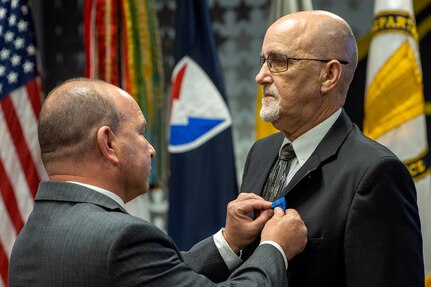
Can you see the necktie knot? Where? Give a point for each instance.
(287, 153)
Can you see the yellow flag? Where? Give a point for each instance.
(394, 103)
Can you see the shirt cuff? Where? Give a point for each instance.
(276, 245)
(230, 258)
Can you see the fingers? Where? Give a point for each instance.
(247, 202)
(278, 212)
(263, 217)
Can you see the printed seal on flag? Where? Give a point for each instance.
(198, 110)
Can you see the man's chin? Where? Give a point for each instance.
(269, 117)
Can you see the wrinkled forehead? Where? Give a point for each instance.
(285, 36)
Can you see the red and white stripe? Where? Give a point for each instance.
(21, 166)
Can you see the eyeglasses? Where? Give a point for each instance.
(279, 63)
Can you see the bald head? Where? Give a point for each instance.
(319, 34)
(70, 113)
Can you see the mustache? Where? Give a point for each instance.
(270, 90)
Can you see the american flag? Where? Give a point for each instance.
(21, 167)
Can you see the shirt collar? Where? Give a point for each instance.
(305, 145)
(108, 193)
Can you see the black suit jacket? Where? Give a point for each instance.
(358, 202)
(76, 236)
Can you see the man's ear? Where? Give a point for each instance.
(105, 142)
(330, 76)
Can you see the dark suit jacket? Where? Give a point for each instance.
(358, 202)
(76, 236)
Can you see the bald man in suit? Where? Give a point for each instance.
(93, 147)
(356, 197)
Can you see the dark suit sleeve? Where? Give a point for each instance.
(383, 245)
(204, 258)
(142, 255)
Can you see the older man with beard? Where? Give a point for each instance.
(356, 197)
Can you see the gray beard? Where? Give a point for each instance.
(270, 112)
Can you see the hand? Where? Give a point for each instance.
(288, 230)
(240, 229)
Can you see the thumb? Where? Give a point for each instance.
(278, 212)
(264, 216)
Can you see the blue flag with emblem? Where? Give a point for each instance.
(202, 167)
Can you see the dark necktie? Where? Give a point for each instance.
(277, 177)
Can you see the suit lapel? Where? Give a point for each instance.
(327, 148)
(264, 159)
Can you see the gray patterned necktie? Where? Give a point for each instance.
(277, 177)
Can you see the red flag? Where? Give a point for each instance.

☆ ☆ ☆ ☆

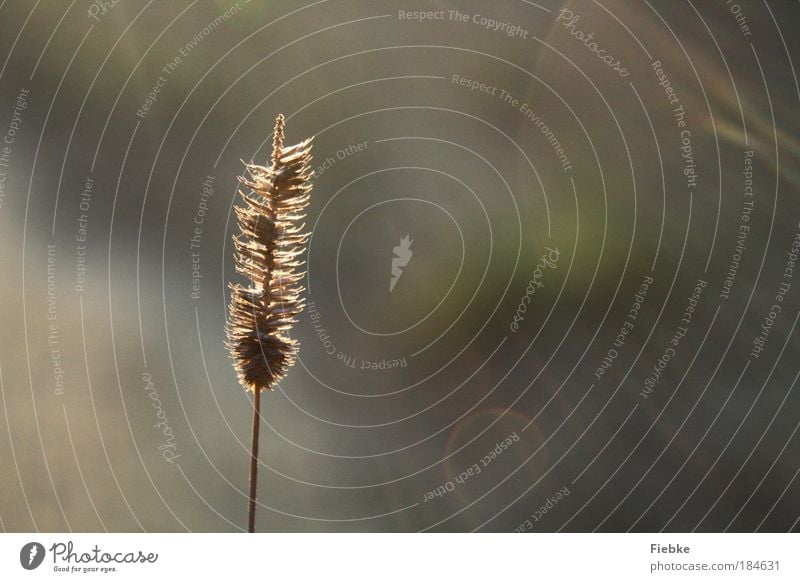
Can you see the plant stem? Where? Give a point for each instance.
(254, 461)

☆ ☆ ☆ ☆

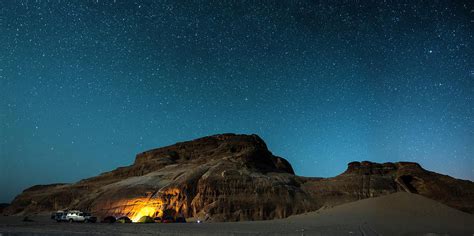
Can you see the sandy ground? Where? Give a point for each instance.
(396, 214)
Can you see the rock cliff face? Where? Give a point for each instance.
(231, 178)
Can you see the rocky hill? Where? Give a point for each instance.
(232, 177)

☆ ☆ ☆ ☆

• **What you have to do**:
All lines above from the one with "Can you see the man's chin?" to the one with "Can you see the red flag?", inclusive, should be copied exactly, and no other lines.

• **Exercise solution**:
Can you see the man's chin? Where? Give a point for each instance.
(269, 117)
Can you see the wrinkled forehead? Where? Give a point for each instance.
(285, 36)
Can you see the red and white stripe? Where? Give a point for each instance.
(21, 166)
Can you see the eyeglasses? Where? Give a point for each instance.
(279, 63)
Can you see the bald head? Where? Give a point for each instance.
(319, 34)
(70, 113)
Can you see the mustache? Where? Give a point for each instance.
(270, 90)
Can you see the american flag? Where? Give a point for each instance.
(21, 167)
Can you see the shirt collar? Where? Give a point for each instance.
(305, 145)
(108, 193)
Can you see the black suit jacket? Where? Give a point for each instance.
(358, 202)
(76, 236)
Can you see the man's ear? Where? Give a point for each instance.
(105, 142)
(330, 76)
Can you see the dark suit jacket? Where? Give a point for each instance.
(358, 202)
(76, 236)
Can you see the bald man in suit? Where? Give a point for each instance.
(93, 147)
(356, 197)
Can you see the dark suit sleeve? Where? Give a point for each instance.
(383, 245)
(204, 258)
(142, 255)
Can you see the older man with beard? Where? Give a point for each instance.
(356, 197)
Can you see the gray beard? Where? Give a point for each instance.
(270, 112)
Can you see the hand? Where? Give a point for each instance.
(288, 230)
(240, 229)
Can you see the thumb? Where? Give a point for each instance.
(278, 212)
(264, 216)
Can you see the blue flag with emblem? Where? Give a point for each instance.
(202, 167)
Can you see the dark necktie? Where? Give a point for each instance.
(277, 177)
Can you see the suit lapel? Where? Give a point for each instance.
(327, 148)
(264, 159)
Can you see the gray patterned necktie? Where? Give a point for each instance.
(277, 177)
Can you see the red flag? Where? Give a point for each instance.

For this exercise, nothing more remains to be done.